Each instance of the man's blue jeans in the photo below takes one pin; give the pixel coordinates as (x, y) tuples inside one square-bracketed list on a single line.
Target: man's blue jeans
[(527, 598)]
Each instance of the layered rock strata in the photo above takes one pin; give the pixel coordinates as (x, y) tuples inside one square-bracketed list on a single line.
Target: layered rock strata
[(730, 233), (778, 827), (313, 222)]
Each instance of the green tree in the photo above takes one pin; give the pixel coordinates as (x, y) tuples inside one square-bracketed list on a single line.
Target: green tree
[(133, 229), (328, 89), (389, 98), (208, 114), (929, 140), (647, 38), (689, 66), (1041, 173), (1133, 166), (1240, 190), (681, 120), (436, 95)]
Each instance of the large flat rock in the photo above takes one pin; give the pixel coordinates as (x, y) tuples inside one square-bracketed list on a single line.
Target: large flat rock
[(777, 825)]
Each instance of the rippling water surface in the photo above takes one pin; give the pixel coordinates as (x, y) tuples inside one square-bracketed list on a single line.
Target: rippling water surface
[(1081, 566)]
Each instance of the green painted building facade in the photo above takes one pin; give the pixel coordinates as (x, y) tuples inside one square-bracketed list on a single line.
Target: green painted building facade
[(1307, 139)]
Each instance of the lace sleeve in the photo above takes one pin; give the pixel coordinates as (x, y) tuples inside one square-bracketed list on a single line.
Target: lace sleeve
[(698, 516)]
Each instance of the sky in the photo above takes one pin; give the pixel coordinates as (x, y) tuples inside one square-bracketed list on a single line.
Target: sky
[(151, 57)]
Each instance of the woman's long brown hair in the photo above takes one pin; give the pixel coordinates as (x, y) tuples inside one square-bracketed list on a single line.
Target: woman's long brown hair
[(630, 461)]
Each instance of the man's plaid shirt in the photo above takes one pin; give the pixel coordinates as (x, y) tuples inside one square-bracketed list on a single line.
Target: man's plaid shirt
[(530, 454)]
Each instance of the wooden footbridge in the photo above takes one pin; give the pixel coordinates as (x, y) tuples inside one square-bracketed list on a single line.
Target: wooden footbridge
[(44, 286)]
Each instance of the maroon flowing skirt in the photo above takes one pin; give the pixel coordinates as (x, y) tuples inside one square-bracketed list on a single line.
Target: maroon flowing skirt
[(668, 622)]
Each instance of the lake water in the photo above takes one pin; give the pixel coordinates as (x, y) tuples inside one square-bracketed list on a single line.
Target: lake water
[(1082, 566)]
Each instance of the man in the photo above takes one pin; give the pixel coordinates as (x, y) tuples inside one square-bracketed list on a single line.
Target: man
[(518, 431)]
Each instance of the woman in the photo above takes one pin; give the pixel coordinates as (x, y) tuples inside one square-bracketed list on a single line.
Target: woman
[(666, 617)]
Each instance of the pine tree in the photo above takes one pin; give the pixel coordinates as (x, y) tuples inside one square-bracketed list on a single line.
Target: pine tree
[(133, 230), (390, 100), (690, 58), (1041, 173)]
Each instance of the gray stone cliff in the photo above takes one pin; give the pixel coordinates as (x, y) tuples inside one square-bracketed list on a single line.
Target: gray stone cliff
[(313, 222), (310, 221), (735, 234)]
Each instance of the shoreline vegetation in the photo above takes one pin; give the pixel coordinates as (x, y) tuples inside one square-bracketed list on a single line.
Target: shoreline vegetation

- WRITTEN EXERCISE
Quote all of the material above verbatim, preserving each line as it stands.

- THE RESPONSE
Each instance of the man's blue jeans in the photo below takes one pin; give the pixel coordinates as (x, y) tuples inside one square-bracketed list on a single line.
Target: man's blue jeans
[(527, 598)]
Each instance of the layered rock strata in the photo above takes one pin; give the pixel coordinates as (x, y) tuples inside one square-bracketed list on a single line.
Target: layered rock strata
[(730, 233), (778, 827), (313, 222)]
Each instance of the green tree in the photo above takes one pin; give the pixel coordinates as (x, y) tuples inside one square-bracketed list on a single line.
Target: green tree
[(133, 229), (328, 89), (389, 98), (208, 114), (929, 140), (647, 38), (689, 66), (1041, 173), (1133, 166), (1240, 190), (681, 120), (436, 95)]
Each instance of the large flat rock in the photo above takes one pin; give the pixel coordinates as (x, y) tuples inside one square-bracketed list on a single line.
Target: large flat rock
[(777, 825)]
Each instance of the rippling water surface in the photo above takes one pin; give the pixel coordinates as (x, y) tuples inside one square-bracketed list on a single line.
Target: rippling water surface
[(1081, 566)]
Each instance of the green painted building facade in the photo above takes one pin; give the pixel coordinates as (x, y) tuples inside one square-bracketed list on a single line.
Target: green painted building facade
[(1307, 139)]
Each instance of the lace sleeve in the photo above takes one pin; give the pixel coordinates as (x, y) tuples inside one square-bracketed list on a single line.
Target: lace sleeve
[(698, 516)]
Each instance of the sky in the photo above takes one pin; give the pixel coordinates as (x, y) tuples inside one square-bracketed list on a single line.
Target: sky
[(151, 57)]
Each instance of the woman's long brown hair in the photo above takes one pin; give the pixel coordinates as (x, y) tuples inside one square-bracketed list on a single line.
Target: woman's long brown hair
[(630, 461)]
Each instance of the man's plaid shirt in the photo above takes one pin; give the pixel coordinates as (x, y) tuples inside one square-bracketed list on a single line.
Target: man's plaid shirt
[(530, 454)]
Each instance of the wooden footbridge in the photo above takes one pin; give the pixel coordinates as (x, y) tuples inside one square-bracketed list on a single line.
Target: wooden footbridge
[(44, 286)]
Each instance of the maroon flowing skirt in the photo above takes one pin; give the pixel coordinates as (x, y) tuples inside one square-bracketed list on a single line.
Target: maroon flowing skirt
[(668, 622)]
Each instance of the lake water in the photo above takes one pin; give the pixel coordinates as (x, y) tuples inside one square-bracketed list on a single line.
Target: lake water
[(1082, 566)]
Each instance of the man in the photo above takes one pin; give the pixel coordinates as (x, y) tuples inside one square-bracketed list on a single line.
Target: man
[(518, 431)]
Each instance of the woman in the photo above takes one pin; give the pixel coordinates as (x, y) tuples inside one square-bracketed list on a single line.
Target: woman
[(666, 617)]
Each instance of the pine tree in the photo above takes one pin; give the pixel coordinates as (x, y) tuples inside one square-bracketed list on a single line.
Target: pine tree
[(133, 230), (390, 100), (690, 58), (1041, 173)]
Each instance of the gray stone cliff in the photo above takes one pin; give the pixel coordinates as (x, y) tuples inside one square-bracketed list on a single line.
Target: gray stone cliff
[(313, 222), (310, 221), (735, 234)]
Each instance of the shoreline vegetation in the photo above takes one pin; give the pixel coordinates as (x, y) tuples inside one square-bracketed list on a single line.
Target: shoreline vegetation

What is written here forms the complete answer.